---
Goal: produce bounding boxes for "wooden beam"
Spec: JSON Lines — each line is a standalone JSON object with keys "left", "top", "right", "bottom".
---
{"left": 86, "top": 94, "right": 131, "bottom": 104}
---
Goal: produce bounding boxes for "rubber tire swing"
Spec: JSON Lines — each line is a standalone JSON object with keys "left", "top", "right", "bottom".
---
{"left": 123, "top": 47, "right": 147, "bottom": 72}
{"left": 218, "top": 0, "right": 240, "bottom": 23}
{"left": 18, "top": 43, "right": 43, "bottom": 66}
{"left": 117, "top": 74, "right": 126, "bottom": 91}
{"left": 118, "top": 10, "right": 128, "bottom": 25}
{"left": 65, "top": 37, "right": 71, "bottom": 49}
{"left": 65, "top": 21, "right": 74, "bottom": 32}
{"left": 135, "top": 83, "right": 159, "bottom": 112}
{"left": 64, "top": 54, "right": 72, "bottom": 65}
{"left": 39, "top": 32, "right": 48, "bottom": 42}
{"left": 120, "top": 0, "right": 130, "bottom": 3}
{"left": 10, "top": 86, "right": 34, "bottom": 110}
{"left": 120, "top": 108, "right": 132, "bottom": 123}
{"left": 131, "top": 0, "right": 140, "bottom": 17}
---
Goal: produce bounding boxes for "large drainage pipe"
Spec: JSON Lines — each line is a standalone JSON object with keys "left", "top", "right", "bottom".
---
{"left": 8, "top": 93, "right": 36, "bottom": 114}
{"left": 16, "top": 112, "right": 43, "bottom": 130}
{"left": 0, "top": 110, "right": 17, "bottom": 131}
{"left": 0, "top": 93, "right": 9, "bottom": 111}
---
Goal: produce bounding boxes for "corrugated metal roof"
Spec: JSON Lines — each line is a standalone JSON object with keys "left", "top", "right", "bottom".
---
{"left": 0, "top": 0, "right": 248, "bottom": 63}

━━━━━━

=== WHAT THIS TASK INVOLVES ===
Could you copy out all of the records above exactly?

=== EXERCISE SOLUTION ===
---
Goal: produce bounding boxes for "wooden beam"
Spec: JSON Lines — each line is a standalone JSON object with keys "left", "top", "right", "bottom".
---
{"left": 86, "top": 94, "right": 131, "bottom": 104}
---
Goal: produce bounding boxes for "rubber tire swing"
Spec: JSON Lines — each line is a standalone JSON object with keys "left", "top", "right", "bottom".
---
{"left": 123, "top": 47, "right": 147, "bottom": 72}
{"left": 218, "top": 0, "right": 240, "bottom": 23}
{"left": 18, "top": 43, "right": 43, "bottom": 66}
{"left": 117, "top": 74, "right": 126, "bottom": 91}
{"left": 118, "top": 10, "right": 128, "bottom": 25}
{"left": 65, "top": 37, "right": 71, "bottom": 49}
{"left": 65, "top": 21, "right": 74, "bottom": 32}
{"left": 135, "top": 83, "right": 159, "bottom": 112}
{"left": 64, "top": 54, "right": 72, "bottom": 65}
{"left": 39, "top": 32, "right": 48, "bottom": 42}
{"left": 120, "top": 0, "right": 130, "bottom": 3}
{"left": 10, "top": 86, "right": 34, "bottom": 110}
{"left": 120, "top": 108, "right": 132, "bottom": 123}
{"left": 131, "top": 0, "right": 140, "bottom": 17}
---
Goal: produce bounding boxes for "large drainage pipe"
Spec: JSON Lines — each line is a standalone JSON object with keys "left", "top", "right", "bottom".
---
{"left": 8, "top": 93, "right": 36, "bottom": 114}
{"left": 16, "top": 112, "right": 43, "bottom": 130}
{"left": 0, "top": 110, "right": 17, "bottom": 131}
{"left": 0, "top": 93, "right": 9, "bottom": 111}
---
Goal: produce bounding boxes for "corrugated metal roof"
Spec: JSON Lines — each line is a standalone JSON object with keys "left", "top", "right", "bottom".
---
{"left": 0, "top": 0, "right": 248, "bottom": 63}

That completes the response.